Datos almacenados
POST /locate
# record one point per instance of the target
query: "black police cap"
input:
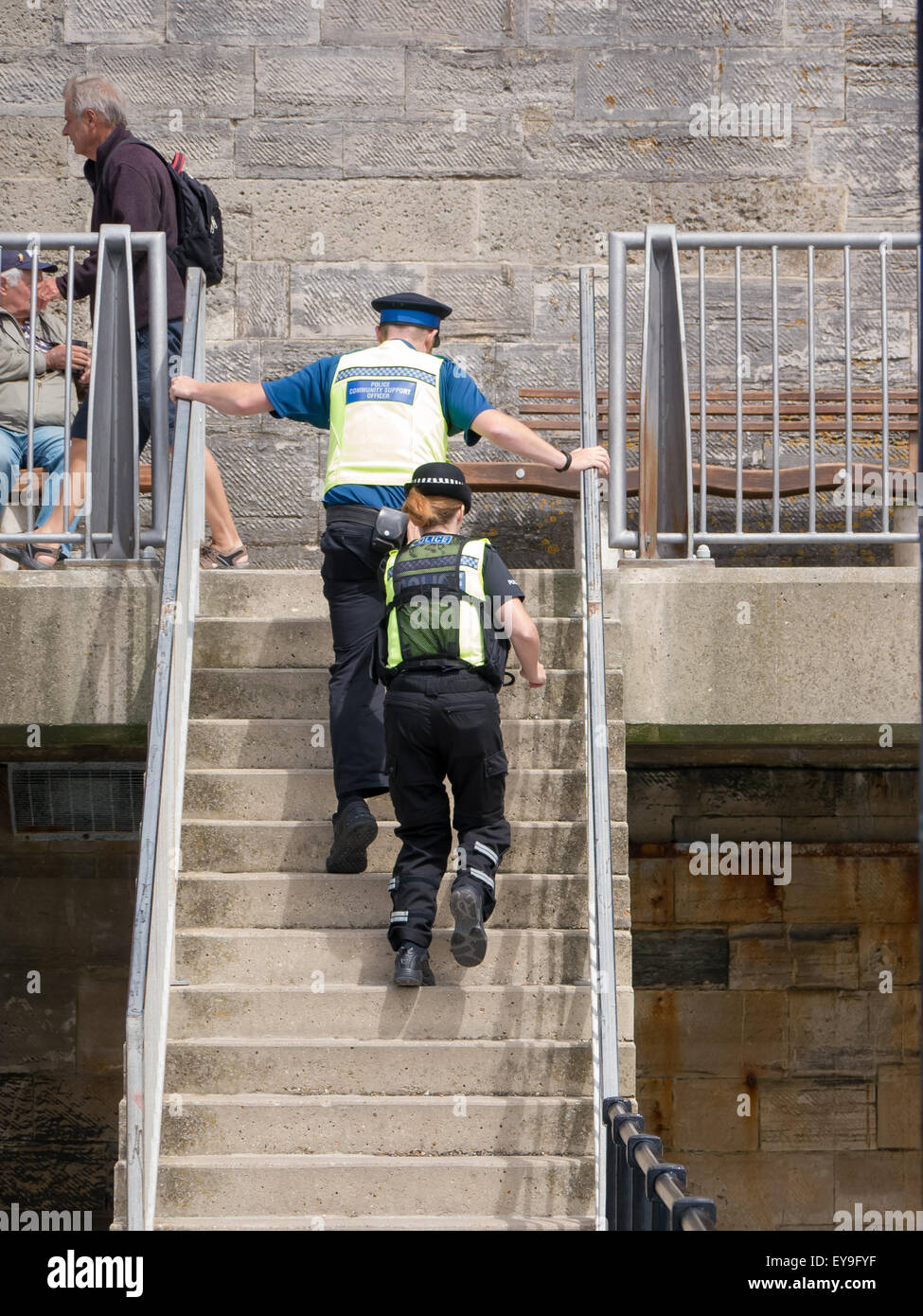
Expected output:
(441, 479)
(411, 308)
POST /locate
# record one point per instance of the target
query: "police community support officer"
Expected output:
(451, 613)
(389, 409)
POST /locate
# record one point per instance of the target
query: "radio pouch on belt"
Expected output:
(389, 530)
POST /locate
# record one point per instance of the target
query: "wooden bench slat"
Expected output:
(721, 481)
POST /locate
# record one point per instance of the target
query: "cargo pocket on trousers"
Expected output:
(495, 765)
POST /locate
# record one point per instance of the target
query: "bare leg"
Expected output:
(78, 492)
(218, 511)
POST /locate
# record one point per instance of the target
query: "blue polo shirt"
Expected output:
(306, 397)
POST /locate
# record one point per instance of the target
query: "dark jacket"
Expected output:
(135, 189)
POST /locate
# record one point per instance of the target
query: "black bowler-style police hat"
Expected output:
(14, 258)
(411, 308)
(441, 479)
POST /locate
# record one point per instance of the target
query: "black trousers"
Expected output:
(352, 589)
(440, 725)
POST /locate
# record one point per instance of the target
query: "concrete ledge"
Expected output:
(78, 644)
(778, 650)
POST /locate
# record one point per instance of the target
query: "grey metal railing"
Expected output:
(670, 462)
(615, 1175)
(111, 509)
(159, 860)
(598, 822)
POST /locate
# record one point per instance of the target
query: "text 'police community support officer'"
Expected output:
(389, 409)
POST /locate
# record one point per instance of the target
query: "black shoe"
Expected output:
(353, 832)
(411, 966)
(469, 940)
(27, 556)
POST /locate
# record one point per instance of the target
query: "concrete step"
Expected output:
(307, 643)
(220, 845)
(209, 1124)
(316, 1186)
(361, 900)
(553, 1012)
(329, 1224)
(303, 692)
(292, 593)
(289, 958)
(307, 793)
(389, 1066)
(299, 742)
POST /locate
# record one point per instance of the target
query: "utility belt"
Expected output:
(441, 665)
(389, 525)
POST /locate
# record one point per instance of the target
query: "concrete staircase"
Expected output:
(303, 1090)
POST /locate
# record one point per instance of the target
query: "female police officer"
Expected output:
(452, 610)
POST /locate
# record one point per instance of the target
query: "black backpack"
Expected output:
(199, 225)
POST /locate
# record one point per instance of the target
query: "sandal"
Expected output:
(209, 559)
(30, 556)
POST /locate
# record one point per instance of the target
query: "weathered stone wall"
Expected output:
(471, 151)
(775, 1058)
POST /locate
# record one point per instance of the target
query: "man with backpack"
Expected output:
(133, 185)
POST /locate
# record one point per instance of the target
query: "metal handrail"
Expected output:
(633, 1187)
(666, 444)
(111, 507)
(159, 858)
(598, 823)
(648, 1193)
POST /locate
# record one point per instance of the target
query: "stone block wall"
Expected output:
(777, 1025)
(475, 151)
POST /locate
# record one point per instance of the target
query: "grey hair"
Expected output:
(83, 94)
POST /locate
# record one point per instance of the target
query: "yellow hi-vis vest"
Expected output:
(386, 418)
(436, 608)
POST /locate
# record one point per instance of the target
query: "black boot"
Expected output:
(353, 832)
(411, 966)
(469, 940)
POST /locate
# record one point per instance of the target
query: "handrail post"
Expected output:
(618, 529)
(666, 475)
(112, 421)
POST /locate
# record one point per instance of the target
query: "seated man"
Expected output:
(50, 405)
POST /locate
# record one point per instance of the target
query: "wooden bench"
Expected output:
(556, 414)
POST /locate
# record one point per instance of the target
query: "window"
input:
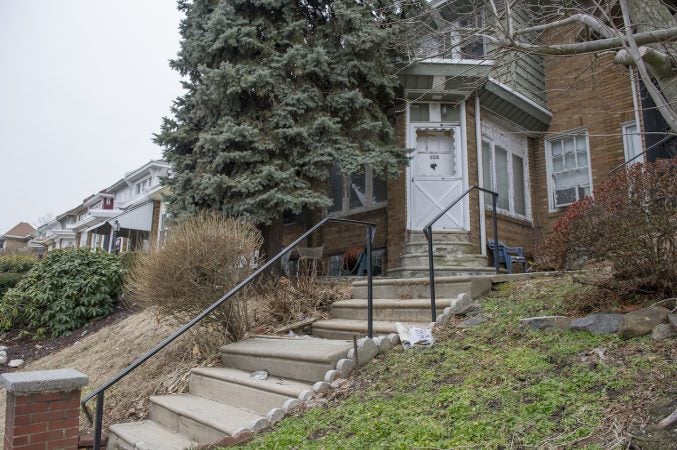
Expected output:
(434, 112)
(568, 169)
(632, 143)
(142, 186)
(355, 192)
(504, 169)
(459, 40)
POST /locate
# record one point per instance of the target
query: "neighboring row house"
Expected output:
(17, 238)
(126, 216)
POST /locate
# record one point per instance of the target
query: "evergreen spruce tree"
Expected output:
(276, 92)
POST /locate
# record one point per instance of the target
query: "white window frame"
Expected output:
(511, 180)
(628, 136)
(140, 187)
(368, 193)
(499, 133)
(552, 207)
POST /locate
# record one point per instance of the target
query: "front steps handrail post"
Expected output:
(428, 232)
(100, 391)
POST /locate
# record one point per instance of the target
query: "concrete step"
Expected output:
(440, 236)
(201, 419)
(300, 358)
(417, 310)
(440, 271)
(443, 260)
(146, 435)
(449, 248)
(411, 288)
(346, 328)
(237, 388)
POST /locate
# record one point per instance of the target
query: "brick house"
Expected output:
(131, 213)
(17, 238)
(550, 129)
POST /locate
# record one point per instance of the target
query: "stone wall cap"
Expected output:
(43, 381)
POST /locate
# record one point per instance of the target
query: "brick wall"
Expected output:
(46, 421)
(590, 92)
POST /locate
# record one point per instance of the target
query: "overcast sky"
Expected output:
(83, 86)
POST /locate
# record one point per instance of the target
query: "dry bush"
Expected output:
(627, 231)
(283, 301)
(166, 373)
(204, 257)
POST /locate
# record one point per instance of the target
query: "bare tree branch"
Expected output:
(579, 48)
(633, 50)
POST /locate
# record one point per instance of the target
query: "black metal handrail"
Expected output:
(100, 391)
(428, 232)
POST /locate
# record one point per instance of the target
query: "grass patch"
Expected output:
(493, 386)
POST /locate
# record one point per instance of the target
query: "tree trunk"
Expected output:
(272, 243)
(649, 15)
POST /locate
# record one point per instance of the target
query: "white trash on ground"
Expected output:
(259, 375)
(412, 336)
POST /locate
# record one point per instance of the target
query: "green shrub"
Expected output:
(8, 280)
(63, 292)
(17, 263)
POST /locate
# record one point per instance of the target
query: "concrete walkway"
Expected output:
(222, 403)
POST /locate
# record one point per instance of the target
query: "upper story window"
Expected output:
(353, 193)
(632, 143)
(505, 169)
(568, 162)
(142, 186)
(459, 40)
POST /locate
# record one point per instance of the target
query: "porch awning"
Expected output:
(137, 218)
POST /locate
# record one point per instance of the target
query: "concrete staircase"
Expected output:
(453, 253)
(224, 402)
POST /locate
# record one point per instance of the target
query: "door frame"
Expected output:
(410, 136)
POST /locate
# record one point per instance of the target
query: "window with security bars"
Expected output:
(569, 167)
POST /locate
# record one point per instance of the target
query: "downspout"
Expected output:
(635, 104)
(480, 175)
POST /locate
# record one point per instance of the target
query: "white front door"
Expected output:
(436, 178)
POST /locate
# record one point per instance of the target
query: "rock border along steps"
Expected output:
(225, 403)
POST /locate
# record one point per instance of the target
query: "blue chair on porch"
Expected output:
(508, 255)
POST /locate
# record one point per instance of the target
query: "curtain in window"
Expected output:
(358, 190)
(518, 185)
(487, 170)
(502, 180)
(335, 189)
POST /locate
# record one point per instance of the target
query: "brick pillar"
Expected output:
(43, 409)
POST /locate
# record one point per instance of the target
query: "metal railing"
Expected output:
(428, 232)
(100, 391)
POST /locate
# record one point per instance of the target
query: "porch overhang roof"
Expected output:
(440, 79)
(513, 106)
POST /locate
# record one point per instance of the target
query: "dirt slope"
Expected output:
(104, 353)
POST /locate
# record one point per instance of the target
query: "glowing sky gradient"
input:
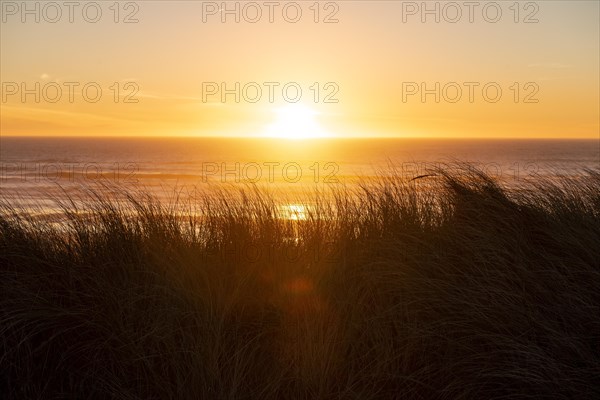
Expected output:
(370, 55)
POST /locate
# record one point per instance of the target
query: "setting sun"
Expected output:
(295, 121)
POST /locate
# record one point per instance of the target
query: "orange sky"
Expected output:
(373, 62)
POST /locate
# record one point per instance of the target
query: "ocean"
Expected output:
(41, 169)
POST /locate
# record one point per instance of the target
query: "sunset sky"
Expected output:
(369, 61)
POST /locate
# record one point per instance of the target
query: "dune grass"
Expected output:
(445, 287)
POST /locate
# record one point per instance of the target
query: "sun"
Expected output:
(295, 121)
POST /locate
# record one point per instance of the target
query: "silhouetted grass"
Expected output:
(443, 287)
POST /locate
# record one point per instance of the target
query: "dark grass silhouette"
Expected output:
(444, 287)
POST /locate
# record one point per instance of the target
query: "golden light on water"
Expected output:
(294, 212)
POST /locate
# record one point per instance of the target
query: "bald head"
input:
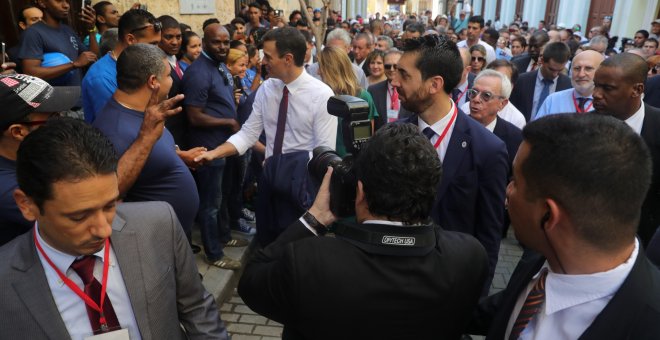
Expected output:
(583, 70)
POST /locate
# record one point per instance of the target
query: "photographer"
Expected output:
(394, 275)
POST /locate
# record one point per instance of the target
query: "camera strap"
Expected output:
(385, 239)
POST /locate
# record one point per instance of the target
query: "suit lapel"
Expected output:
(33, 289)
(459, 144)
(125, 245)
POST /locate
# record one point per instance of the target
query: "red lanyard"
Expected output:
(74, 287)
(577, 107)
(444, 132)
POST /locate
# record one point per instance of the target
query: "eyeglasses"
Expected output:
(485, 96)
(157, 25)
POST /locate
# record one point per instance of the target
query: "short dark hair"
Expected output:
(209, 21)
(564, 152)
(288, 40)
(168, 22)
(136, 64)
(400, 171)
(478, 19)
(634, 67)
(437, 56)
(557, 51)
(64, 149)
(132, 20)
(505, 63)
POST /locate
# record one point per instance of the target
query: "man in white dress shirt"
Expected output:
(300, 100)
(578, 99)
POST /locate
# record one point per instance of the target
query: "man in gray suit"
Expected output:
(83, 245)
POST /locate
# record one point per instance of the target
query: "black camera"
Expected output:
(356, 130)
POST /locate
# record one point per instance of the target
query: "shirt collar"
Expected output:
(565, 291)
(637, 120)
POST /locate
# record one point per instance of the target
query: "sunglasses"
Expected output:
(485, 96)
(157, 25)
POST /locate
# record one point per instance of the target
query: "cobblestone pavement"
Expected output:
(244, 324)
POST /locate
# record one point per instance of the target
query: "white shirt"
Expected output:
(572, 302)
(490, 51)
(508, 113)
(637, 120)
(71, 307)
(308, 123)
(439, 127)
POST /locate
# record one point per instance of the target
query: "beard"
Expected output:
(417, 101)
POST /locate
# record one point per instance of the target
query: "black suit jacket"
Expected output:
(650, 218)
(522, 96)
(378, 93)
(633, 312)
(336, 288)
(470, 196)
(652, 91)
(511, 135)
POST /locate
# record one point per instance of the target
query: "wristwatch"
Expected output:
(315, 224)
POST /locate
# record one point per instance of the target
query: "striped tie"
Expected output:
(531, 307)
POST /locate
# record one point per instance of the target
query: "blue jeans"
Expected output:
(209, 186)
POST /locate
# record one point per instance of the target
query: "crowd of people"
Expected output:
(476, 126)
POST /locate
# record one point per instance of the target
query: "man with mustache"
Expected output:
(579, 98)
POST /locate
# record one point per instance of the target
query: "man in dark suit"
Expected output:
(394, 275)
(619, 84)
(385, 95)
(532, 88)
(590, 272)
(529, 61)
(652, 91)
(67, 177)
(470, 198)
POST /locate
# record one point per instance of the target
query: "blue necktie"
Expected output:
(544, 93)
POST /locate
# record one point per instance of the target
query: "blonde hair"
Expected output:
(337, 72)
(234, 55)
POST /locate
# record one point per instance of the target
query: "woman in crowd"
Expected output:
(336, 71)
(252, 78)
(191, 49)
(375, 61)
(478, 59)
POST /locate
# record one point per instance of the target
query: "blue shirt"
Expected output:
(41, 38)
(204, 86)
(164, 176)
(12, 223)
(99, 84)
(562, 102)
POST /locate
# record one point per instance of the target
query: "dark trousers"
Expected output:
(209, 186)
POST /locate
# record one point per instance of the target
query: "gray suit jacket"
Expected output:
(156, 263)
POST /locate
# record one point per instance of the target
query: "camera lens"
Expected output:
(323, 157)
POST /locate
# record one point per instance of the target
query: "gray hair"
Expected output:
(136, 64)
(339, 34)
(387, 39)
(504, 81)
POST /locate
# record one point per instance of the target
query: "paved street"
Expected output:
(244, 324)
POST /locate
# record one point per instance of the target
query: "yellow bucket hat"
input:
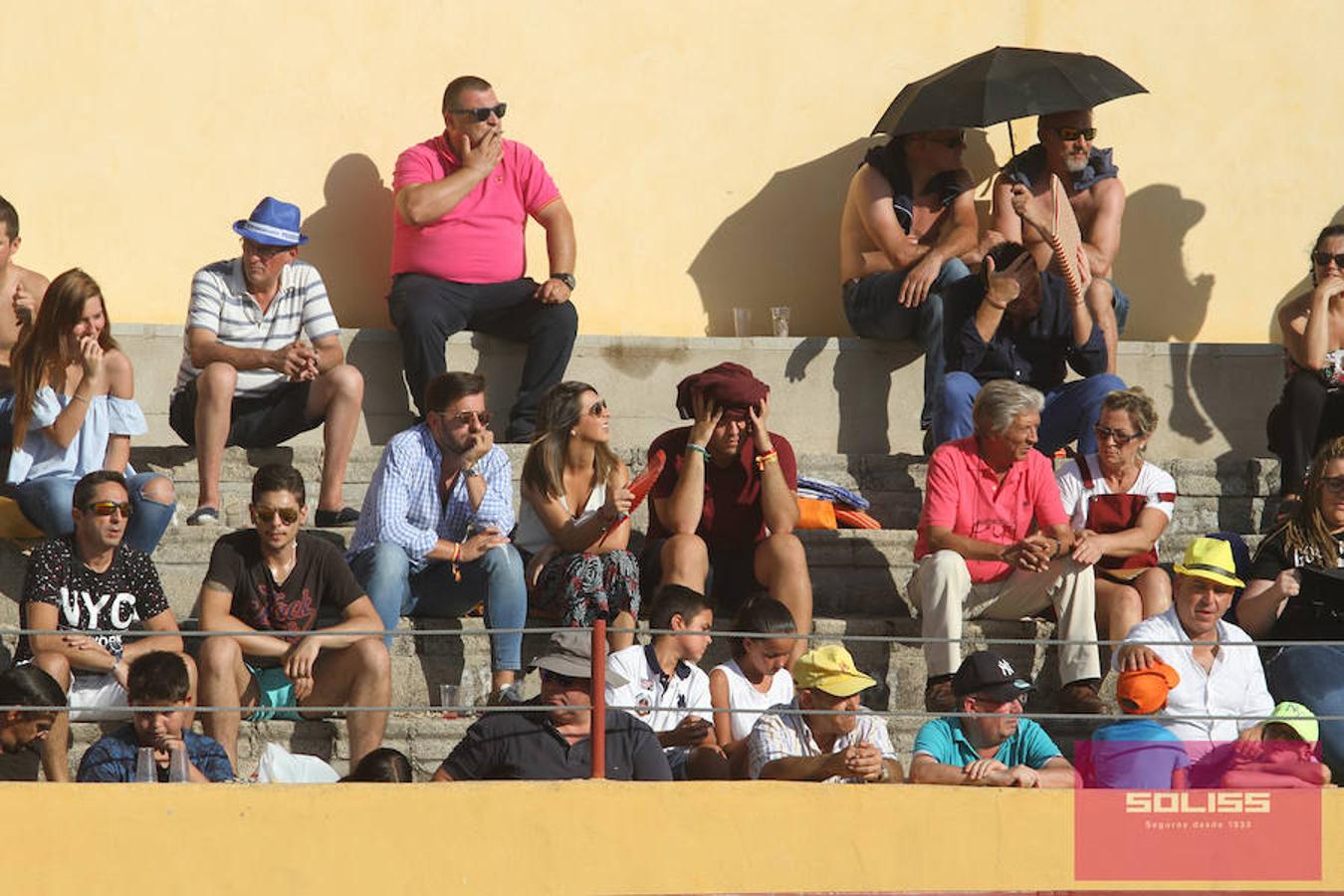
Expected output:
(1210, 559)
(829, 669)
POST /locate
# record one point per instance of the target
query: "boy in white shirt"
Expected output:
(667, 691)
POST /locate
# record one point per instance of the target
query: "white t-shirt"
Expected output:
(1155, 484)
(663, 699)
(742, 695)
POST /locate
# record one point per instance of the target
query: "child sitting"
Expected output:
(667, 689)
(157, 679)
(1137, 754)
(752, 680)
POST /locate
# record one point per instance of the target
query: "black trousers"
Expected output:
(426, 311)
(1306, 416)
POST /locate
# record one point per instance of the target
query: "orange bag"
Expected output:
(816, 515)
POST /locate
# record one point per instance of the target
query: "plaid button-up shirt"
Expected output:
(402, 504)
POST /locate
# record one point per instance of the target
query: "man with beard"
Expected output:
(432, 538)
(1097, 196)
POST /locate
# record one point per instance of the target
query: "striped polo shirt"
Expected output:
(221, 303)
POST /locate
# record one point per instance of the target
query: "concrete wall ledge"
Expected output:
(830, 394)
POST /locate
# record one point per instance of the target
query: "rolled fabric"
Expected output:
(730, 385)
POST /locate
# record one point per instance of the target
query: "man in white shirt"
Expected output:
(848, 747)
(667, 691)
(1222, 695)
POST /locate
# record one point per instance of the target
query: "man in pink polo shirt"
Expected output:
(995, 543)
(459, 262)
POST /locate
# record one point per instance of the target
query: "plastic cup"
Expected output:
(449, 696)
(146, 772)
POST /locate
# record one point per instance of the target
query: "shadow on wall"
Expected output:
(351, 242)
(1167, 303)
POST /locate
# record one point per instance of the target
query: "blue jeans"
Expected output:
(1313, 676)
(384, 569)
(47, 501)
(1071, 410)
(874, 312)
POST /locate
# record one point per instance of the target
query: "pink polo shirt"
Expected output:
(481, 239)
(964, 495)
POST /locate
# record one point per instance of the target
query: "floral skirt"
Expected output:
(582, 587)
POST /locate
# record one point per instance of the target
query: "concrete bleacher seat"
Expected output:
(859, 576)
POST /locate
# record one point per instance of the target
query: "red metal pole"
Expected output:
(597, 733)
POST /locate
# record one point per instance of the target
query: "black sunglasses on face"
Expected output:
(108, 508)
(1070, 134)
(483, 113)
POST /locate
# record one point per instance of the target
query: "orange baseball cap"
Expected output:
(1144, 691)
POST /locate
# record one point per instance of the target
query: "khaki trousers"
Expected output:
(943, 590)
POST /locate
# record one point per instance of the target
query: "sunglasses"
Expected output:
(564, 681)
(1120, 438)
(268, 514)
(1070, 134)
(108, 508)
(483, 113)
(1333, 483)
(951, 142)
(464, 418)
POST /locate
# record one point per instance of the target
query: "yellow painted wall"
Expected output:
(571, 837)
(703, 145)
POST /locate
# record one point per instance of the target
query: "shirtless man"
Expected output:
(907, 218)
(20, 293)
(1098, 199)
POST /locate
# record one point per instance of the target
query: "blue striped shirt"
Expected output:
(402, 504)
(221, 304)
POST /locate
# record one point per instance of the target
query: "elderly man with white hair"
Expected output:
(995, 543)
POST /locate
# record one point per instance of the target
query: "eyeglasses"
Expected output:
(1070, 134)
(268, 514)
(564, 681)
(1333, 483)
(464, 418)
(1120, 438)
(483, 113)
(951, 142)
(108, 508)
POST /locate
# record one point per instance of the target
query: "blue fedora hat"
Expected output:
(272, 223)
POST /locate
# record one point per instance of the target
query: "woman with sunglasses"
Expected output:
(1120, 506)
(74, 412)
(574, 516)
(1293, 594)
(1310, 410)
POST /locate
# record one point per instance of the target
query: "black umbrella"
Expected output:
(1005, 84)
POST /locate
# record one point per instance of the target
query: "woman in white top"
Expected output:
(574, 519)
(755, 679)
(74, 412)
(1120, 506)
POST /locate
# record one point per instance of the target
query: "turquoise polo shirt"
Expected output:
(947, 743)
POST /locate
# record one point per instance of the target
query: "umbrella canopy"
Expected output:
(1005, 84)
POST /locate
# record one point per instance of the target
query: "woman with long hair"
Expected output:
(74, 412)
(756, 679)
(1310, 410)
(574, 516)
(1118, 507)
(1293, 594)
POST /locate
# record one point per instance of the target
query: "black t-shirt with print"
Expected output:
(320, 576)
(119, 598)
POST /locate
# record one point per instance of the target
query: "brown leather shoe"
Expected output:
(938, 697)
(1081, 697)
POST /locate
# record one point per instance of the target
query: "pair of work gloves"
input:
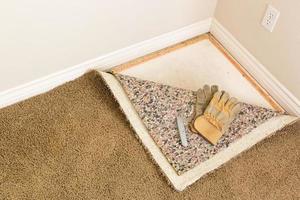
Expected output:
(214, 111)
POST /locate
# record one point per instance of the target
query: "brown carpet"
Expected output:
(74, 143)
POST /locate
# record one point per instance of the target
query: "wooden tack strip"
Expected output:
(158, 53)
(246, 74)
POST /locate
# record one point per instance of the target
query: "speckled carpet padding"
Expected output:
(152, 108)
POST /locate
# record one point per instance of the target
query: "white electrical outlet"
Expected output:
(270, 18)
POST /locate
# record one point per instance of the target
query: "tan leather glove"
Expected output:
(204, 96)
(217, 116)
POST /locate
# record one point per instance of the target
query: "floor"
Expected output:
(194, 65)
(74, 143)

**Objetivo**
Extrae de las filas de arriba cada línea que contenga la palabra "brown". Distingue entre mayúsculas y minúsculas.

**Respuesta del ejercicio**
query: "brown leather shoe"
query: "brown carpet"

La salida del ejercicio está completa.